La Liga Árabe, organización que agrupa a 22 países árabes, se cayó de la mata cuando comenzaron a recibirse las primeras imágenes de civiles libios muertos o heridos durante los bombardeos de la OTAN.
«Lo que ocurrió en Libia —dijo el secretario general de la Liga, Amro Musa— difiere del objetivo que es imponer una zona de exclusión aérea (…) Queremos la protección de los civiles y no el bombardeo de otros civiles».
En sentido similar se expresó ayer su secretario adjunto, Ahmed bin Heli, quien dijo que la condición era que no se afectara a personas ni instalaciones civiles, y que estaba en contacto con el Consejo de Seguridad para que esto se tomara en cuenta.
Es francamente patética la reacción de la organización. A la vista están las operaciones aéreas «contra los talibanes» afganos y las que se lanzaron «contra las tropas de Saddam Hussein». El número de víctimas civiles de cualquiera de estas acciones —enfiladas en teoría contra los jerarcas, pero desastrosas para la población civil— es más que ilustrativo de que cada vez que se dice querer atacar «a unos pocos» para defender «a unos muchos», son estos los que sufren las consecuencias.
Pero la Liga Árabe parece estarse desayunando de cómo suelen ser las cosas en este planeta. Desde su estrado en El Cairo hablaron o hablan aún algunos de los que fueron o serán próximamente tenidos por dictadores y opresores de sus pueblos, y pese a ello a Musa y Bin Helli no le molestaban. ¡Nadie se había dado cuenta de quién era el egipcio Mubarak, ni el tunecino Ben Alí!

LISTADO DE DATOS =
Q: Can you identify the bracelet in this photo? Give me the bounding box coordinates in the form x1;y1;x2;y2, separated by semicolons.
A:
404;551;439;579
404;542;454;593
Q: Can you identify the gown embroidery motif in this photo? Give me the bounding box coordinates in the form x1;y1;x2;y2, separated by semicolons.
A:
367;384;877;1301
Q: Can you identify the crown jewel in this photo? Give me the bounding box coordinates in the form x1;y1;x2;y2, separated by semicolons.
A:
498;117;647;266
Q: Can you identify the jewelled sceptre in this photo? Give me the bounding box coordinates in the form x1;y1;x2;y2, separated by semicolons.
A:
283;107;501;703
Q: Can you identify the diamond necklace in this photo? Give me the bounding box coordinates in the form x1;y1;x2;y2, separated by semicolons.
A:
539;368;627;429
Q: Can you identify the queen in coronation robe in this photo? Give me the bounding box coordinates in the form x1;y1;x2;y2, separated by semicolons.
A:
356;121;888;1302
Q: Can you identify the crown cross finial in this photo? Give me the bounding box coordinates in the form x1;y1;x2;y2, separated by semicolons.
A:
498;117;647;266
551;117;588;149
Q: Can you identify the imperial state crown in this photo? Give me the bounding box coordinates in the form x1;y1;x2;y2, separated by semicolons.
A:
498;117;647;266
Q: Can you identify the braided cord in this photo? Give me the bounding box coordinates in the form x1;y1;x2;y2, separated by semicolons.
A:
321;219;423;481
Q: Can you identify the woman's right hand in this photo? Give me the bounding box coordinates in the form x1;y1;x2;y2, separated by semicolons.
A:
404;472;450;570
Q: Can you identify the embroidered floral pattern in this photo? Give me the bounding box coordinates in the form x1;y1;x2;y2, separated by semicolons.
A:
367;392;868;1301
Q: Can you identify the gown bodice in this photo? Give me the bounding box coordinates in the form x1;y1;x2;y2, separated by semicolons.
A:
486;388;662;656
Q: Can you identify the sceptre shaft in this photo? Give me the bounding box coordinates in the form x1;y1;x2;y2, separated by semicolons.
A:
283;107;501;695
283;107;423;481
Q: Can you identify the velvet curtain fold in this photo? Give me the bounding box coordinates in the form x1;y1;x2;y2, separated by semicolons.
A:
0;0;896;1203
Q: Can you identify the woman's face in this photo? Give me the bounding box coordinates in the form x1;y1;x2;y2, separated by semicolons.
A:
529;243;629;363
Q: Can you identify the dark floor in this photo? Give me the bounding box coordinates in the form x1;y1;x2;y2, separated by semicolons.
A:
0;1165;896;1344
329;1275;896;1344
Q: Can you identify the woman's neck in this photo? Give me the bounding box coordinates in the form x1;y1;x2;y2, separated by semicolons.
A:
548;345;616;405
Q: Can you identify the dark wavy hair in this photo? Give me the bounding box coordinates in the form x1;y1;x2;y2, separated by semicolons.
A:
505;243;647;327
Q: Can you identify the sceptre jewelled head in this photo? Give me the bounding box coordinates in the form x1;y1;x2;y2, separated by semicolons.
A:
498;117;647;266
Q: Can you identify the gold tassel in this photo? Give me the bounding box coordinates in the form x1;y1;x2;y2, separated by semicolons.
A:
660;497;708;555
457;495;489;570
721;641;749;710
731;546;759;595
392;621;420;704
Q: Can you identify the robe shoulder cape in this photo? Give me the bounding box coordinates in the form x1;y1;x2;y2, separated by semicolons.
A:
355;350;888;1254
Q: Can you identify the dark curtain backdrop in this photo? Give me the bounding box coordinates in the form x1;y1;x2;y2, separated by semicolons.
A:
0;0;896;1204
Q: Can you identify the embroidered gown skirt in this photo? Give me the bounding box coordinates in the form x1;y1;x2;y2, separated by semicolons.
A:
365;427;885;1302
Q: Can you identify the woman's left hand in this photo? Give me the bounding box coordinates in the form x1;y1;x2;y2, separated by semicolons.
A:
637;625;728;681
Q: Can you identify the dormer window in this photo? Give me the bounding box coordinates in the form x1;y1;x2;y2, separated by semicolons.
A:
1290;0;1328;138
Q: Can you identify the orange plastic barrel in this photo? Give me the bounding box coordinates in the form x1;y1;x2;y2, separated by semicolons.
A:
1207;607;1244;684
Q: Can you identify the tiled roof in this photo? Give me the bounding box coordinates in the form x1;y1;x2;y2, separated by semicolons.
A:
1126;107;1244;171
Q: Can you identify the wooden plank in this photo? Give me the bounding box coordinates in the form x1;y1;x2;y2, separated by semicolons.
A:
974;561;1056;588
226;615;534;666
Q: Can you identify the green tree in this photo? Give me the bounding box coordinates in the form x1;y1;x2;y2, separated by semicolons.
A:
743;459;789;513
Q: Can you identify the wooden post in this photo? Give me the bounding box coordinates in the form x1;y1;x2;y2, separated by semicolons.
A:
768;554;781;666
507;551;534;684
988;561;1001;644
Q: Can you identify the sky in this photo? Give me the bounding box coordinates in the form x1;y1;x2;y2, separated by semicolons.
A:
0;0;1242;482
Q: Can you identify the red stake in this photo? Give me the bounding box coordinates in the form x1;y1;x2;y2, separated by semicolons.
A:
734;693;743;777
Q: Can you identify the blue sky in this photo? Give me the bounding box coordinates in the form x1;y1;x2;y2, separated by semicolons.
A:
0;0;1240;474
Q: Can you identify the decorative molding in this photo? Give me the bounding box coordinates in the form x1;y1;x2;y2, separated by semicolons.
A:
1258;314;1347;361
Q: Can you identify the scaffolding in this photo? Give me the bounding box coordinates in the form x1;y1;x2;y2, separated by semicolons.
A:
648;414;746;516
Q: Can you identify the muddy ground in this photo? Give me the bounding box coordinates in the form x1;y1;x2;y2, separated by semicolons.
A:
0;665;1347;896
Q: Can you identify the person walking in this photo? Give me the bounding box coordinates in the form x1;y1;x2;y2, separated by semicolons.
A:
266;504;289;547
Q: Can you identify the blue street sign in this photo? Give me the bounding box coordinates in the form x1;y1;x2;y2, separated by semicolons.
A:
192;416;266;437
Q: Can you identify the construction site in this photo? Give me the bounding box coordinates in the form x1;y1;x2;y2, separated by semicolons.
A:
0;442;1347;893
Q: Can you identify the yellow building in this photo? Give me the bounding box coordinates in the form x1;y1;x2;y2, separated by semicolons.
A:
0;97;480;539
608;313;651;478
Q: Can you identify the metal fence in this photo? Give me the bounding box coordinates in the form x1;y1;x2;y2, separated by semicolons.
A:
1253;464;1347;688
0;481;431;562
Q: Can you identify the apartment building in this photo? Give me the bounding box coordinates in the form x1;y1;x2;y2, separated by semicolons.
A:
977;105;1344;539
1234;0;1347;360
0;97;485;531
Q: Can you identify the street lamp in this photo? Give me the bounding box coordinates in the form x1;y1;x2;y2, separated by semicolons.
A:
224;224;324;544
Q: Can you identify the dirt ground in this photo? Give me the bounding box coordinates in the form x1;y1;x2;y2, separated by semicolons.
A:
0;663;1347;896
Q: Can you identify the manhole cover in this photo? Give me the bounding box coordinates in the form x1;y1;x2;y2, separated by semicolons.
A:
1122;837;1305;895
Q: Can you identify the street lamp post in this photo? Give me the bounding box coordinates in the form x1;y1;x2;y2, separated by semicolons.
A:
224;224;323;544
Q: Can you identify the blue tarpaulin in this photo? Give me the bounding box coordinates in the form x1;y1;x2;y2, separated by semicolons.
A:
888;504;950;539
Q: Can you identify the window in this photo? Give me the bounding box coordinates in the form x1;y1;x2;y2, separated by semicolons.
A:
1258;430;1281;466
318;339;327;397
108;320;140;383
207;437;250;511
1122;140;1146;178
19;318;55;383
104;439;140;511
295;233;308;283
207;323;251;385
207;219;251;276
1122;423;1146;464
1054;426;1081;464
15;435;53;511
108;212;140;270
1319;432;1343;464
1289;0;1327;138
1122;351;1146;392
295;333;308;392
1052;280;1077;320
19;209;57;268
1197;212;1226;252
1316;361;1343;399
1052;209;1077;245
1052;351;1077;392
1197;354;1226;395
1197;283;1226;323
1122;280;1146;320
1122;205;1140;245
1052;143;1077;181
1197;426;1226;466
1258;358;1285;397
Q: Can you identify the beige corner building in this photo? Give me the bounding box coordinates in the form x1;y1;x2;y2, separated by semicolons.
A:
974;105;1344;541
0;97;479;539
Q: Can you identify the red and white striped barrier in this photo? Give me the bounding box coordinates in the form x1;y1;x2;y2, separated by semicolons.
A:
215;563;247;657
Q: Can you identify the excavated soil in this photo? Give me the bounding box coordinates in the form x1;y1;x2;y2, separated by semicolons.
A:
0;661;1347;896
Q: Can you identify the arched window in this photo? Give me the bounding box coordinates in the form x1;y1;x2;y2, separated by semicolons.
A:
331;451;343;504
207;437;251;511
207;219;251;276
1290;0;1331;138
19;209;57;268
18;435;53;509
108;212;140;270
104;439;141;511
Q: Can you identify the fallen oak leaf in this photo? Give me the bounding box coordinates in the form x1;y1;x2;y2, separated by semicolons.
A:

LO QUE SE PIDE =
Indica con qué organismo dijo estar en contacto Ahmed bin Heli, según el fragmento sobre la Liga Árabe.

SOLUCIÓN =
Con el Consejo de Seguridad.